▶ _WORK INSTRUCTION_
Your output should be the lines below from the one with "x=21, y=307" through the one with "Practice. Indicate each instance of the nose", copied exactly, pictures excluded.

*** INPUT RECORDS Section Begins ***

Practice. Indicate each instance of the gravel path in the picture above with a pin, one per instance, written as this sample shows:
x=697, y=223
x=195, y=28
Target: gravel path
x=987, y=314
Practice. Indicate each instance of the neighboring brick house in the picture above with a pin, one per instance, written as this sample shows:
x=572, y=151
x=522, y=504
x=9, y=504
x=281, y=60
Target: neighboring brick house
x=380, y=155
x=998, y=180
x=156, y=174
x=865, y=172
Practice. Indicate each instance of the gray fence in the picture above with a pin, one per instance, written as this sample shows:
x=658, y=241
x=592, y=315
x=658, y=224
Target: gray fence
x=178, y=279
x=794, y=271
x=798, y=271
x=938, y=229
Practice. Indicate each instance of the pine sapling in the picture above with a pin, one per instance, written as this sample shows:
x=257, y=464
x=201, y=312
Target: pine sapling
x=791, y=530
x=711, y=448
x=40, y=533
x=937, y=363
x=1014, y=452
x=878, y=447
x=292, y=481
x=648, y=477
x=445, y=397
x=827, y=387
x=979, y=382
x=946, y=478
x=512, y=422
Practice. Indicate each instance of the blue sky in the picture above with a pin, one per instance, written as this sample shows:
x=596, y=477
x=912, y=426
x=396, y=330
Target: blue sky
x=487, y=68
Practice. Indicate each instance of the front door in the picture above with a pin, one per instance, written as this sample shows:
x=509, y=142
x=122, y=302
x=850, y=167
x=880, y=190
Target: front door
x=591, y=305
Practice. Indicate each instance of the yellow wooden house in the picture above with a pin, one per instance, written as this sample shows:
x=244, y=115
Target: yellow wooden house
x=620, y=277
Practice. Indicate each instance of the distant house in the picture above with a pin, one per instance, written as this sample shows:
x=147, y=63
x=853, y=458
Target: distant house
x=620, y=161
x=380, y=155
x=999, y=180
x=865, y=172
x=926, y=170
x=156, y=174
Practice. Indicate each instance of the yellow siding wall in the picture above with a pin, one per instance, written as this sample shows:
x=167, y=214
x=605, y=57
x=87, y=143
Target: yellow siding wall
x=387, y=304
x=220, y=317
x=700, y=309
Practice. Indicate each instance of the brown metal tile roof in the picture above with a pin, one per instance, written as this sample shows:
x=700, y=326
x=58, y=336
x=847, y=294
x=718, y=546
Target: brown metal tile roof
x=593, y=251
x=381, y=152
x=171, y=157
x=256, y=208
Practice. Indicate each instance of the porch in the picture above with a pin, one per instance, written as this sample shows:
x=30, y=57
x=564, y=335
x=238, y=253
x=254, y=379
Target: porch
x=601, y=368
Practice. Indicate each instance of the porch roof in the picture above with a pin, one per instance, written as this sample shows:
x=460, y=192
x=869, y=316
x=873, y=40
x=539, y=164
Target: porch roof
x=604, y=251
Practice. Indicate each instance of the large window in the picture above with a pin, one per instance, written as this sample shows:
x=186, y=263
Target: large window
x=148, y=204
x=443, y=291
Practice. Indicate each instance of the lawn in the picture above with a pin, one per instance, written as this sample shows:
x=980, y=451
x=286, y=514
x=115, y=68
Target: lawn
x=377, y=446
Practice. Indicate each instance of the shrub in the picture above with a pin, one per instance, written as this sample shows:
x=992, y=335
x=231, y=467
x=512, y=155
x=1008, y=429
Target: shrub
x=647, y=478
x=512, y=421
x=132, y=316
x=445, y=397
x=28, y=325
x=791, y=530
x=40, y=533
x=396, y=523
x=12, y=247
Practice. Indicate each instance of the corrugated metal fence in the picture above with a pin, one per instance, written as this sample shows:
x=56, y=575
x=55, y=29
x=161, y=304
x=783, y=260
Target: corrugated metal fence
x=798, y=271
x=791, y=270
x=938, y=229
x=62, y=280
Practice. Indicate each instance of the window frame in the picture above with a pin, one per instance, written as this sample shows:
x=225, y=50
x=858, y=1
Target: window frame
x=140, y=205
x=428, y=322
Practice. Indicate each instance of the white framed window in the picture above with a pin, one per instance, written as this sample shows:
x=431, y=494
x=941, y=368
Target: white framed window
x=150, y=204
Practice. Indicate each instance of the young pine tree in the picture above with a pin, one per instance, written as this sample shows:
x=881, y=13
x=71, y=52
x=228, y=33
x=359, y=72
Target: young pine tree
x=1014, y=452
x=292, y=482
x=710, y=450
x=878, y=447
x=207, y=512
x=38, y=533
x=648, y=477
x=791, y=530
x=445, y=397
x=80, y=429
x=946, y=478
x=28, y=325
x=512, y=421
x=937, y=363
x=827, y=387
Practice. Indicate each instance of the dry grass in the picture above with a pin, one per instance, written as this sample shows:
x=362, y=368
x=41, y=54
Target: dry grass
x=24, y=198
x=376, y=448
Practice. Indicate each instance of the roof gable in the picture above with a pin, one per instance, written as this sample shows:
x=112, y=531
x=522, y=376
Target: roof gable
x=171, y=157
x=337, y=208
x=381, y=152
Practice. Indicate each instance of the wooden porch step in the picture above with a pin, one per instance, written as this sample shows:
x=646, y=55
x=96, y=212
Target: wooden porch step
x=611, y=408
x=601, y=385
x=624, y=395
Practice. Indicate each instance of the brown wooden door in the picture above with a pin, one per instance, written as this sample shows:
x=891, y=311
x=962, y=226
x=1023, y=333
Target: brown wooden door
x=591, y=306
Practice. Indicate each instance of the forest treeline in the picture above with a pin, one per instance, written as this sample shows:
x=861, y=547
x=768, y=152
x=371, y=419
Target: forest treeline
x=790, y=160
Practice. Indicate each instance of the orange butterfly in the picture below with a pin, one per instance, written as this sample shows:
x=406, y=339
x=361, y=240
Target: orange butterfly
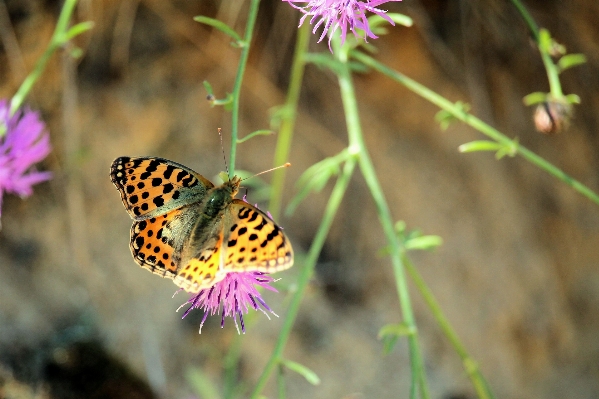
x=187, y=229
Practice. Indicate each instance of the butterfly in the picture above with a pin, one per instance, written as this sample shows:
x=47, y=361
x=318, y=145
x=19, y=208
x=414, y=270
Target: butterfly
x=189, y=230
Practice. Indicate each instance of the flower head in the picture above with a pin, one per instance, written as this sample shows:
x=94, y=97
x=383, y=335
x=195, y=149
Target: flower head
x=342, y=14
x=24, y=143
x=233, y=296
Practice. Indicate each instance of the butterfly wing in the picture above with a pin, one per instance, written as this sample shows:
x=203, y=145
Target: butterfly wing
x=151, y=187
x=253, y=241
x=156, y=243
x=245, y=240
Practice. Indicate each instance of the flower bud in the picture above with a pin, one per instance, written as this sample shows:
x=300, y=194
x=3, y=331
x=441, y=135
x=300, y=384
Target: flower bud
x=552, y=116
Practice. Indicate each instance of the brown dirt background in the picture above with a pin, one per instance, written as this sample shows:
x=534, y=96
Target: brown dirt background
x=517, y=275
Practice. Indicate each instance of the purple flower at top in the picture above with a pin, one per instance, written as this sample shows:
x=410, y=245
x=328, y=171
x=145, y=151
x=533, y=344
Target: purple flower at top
x=233, y=296
x=334, y=14
x=24, y=143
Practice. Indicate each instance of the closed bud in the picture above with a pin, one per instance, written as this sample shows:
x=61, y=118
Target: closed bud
x=552, y=116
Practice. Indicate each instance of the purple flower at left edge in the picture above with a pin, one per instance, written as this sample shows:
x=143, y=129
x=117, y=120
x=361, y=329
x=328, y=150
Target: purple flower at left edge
x=233, y=296
x=343, y=14
x=24, y=143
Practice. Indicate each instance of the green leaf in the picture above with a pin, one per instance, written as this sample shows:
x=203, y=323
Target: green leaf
x=480, y=145
x=221, y=26
x=263, y=132
x=426, y=243
x=76, y=52
x=446, y=117
x=302, y=370
x=316, y=177
x=510, y=150
x=573, y=99
x=78, y=29
x=571, y=60
x=535, y=98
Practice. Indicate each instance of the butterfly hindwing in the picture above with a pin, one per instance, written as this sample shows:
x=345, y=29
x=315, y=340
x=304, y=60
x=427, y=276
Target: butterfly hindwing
x=253, y=241
x=202, y=271
x=151, y=187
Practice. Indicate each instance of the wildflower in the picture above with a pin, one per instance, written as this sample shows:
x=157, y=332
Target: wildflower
x=232, y=296
x=341, y=14
x=25, y=142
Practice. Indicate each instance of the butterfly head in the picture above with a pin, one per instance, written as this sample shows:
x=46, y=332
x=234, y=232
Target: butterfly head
x=234, y=183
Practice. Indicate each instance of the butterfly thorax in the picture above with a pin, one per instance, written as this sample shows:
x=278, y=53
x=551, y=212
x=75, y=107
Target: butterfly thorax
x=218, y=198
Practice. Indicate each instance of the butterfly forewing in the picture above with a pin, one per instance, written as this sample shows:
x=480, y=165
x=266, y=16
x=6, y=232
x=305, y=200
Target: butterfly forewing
x=171, y=203
x=151, y=187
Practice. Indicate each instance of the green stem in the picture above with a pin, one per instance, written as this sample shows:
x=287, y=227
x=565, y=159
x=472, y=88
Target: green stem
x=458, y=112
x=356, y=141
x=57, y=40
x=306, y=273
x=532, y=25
x=245, y=51
x=288, y=120
x=470, y=365
x=552, y=70
x=230, y=365
x=281, y=381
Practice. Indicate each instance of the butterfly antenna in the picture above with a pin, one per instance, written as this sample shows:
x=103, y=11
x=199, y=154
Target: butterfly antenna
x=269, y=170
x=223, y=149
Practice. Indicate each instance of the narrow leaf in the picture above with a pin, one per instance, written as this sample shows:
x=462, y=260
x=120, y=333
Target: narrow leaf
x=534, y=98
x=571, y=60
x=264, y=132
x=573, y=99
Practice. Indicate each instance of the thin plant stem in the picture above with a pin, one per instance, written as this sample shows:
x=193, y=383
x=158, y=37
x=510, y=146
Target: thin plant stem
x=230, y=364
x=245, y=51
x=289, y=116
x=555, y=86
x=532, y=25
x=357, y=144
x=306, y=273
x=281, y=381
x=470, y=365
x=57, y=40
x=459, y=113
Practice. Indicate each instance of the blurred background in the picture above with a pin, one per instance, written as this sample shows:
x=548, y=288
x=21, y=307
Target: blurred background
x=517, y=275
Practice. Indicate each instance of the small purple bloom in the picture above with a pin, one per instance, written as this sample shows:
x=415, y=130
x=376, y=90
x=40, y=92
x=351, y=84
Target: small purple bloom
x=341, y=14
x=24, y=143
x=234, y=295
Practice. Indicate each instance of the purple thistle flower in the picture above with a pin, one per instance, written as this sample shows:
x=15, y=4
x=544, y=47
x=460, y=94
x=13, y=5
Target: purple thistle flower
x=342, y=14
x=234, y=295
x=24, y=143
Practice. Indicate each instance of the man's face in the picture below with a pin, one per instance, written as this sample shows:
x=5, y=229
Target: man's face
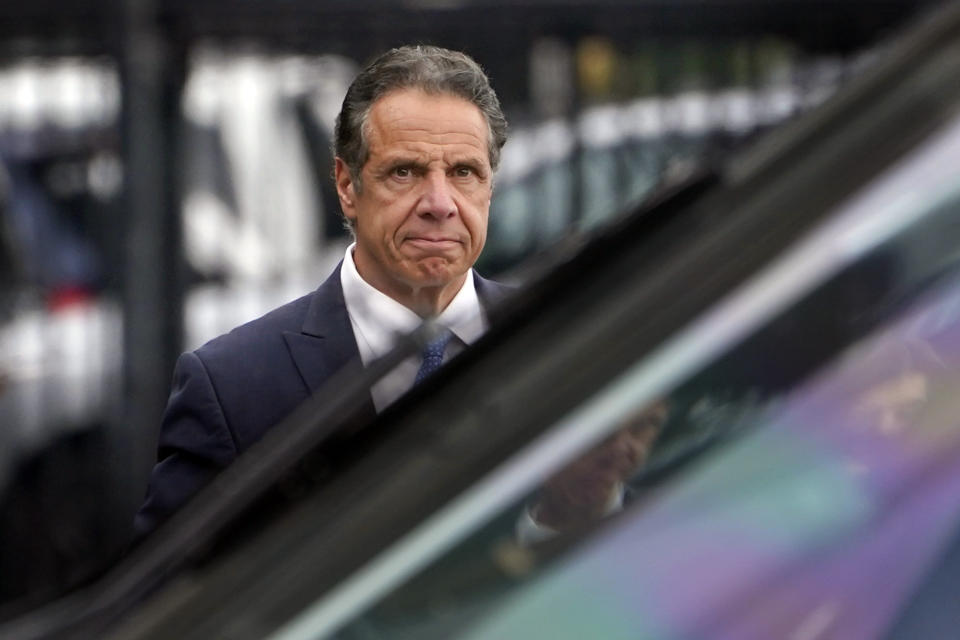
x=420, y=214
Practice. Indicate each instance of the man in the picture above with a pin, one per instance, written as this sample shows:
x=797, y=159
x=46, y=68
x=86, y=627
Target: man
x=417, y=143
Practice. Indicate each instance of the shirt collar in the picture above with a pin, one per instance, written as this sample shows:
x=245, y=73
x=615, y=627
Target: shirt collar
x=378, y=319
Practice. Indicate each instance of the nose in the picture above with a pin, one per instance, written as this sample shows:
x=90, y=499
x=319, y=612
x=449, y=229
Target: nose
x=436, y=200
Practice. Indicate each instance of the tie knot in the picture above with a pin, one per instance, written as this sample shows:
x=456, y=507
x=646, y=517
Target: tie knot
x=432, y=355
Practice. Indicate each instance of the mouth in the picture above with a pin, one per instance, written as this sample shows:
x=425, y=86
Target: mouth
x=433, y=243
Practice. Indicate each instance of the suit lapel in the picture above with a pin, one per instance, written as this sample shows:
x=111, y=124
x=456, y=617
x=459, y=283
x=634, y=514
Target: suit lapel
x=325, y=344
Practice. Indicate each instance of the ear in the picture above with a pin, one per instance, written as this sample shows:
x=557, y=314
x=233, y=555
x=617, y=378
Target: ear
x=345, y=189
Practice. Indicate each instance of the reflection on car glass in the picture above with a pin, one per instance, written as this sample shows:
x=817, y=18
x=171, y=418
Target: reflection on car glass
x=747, y=433
x=830, y=512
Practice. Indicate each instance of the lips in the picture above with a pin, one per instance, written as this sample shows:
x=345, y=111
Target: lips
x=433, y=242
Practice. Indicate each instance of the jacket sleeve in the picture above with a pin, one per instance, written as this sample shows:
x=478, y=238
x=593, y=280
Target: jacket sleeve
x=195, y=444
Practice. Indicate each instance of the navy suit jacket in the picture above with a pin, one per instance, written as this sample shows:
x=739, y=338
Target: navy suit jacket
x=230, y=391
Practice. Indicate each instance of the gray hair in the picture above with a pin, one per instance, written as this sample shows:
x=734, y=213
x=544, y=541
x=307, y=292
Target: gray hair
x=435, y=71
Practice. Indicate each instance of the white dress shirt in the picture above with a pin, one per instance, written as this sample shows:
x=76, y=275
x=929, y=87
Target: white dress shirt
x=378, y=320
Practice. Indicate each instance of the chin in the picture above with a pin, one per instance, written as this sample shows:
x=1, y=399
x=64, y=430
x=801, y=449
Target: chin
x=437, y=272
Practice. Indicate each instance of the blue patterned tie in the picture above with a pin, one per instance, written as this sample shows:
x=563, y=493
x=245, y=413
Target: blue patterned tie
x=432, y=356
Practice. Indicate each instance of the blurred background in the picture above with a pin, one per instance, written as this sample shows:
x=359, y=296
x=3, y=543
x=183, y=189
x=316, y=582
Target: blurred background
x=165, y=175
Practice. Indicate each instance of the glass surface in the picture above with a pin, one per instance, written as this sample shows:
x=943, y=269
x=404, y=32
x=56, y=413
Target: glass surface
x=799, y=485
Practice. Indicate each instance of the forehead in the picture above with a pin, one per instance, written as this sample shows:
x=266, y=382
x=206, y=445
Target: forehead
x=410, y=119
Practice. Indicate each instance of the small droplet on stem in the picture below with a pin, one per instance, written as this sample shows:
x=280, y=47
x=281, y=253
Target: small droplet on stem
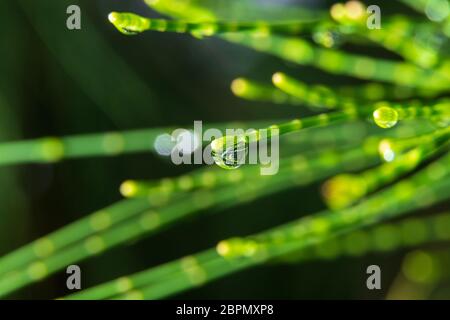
x=229, y=152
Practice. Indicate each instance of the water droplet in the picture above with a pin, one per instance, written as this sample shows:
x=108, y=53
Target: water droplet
x=385, y=117
x=128, y=23
x=229, y=152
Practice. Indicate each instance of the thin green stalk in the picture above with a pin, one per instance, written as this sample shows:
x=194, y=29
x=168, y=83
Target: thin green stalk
x=151, y=221
x=194, y=271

*** INPUT RECORDS Section Ends ***

▶ _SOLUTION TO THE PROBLEM_
x=21, y=307
Target: blurred background
x=517, y=275
Practice. Indicate each instance of the small purple bloom in the picture above with a pin, one per instance, written as this sample shows:
x=415, y=130
x=376, y=90
x=40, y=92
x=351, y=84
Target: small purple bloom
x=341, y=14
x=24, y=143
x=234, y=295
Practice. Indicate each instance of the purple thistle flower in the picture above with a pin, one per instance, written as this sample shows:
x=15, y=4
x=544, y=47
x=460, y=94
x=13, y=5
Target: purple thistle flower
x=342, y=14
x=234, y=295
x=24, y=143
Practice. Indicate each instance of the man's face in the picture below with a pin, one per instance, written as this sample shows:
x=5, y=229
Target: man's face
x=420, y=214
Practice. Indicate each instance of the man in the picture above with a pin, one per instance, written as this sample shows:
x=797, y=159
x=46, y=68
x=86, y=627
Target: man
x=417, y=143
Practice. Indicate each instance of the shirt collar in the picture above with a pin, one per instance, written as this sample shows:
x=245, y=73
x=615, y=627
Target: shirt collar
x=378, y=319
Practice. Indicate each instance of the nose in the picture above with a pin, one per instance, written as this sample shows:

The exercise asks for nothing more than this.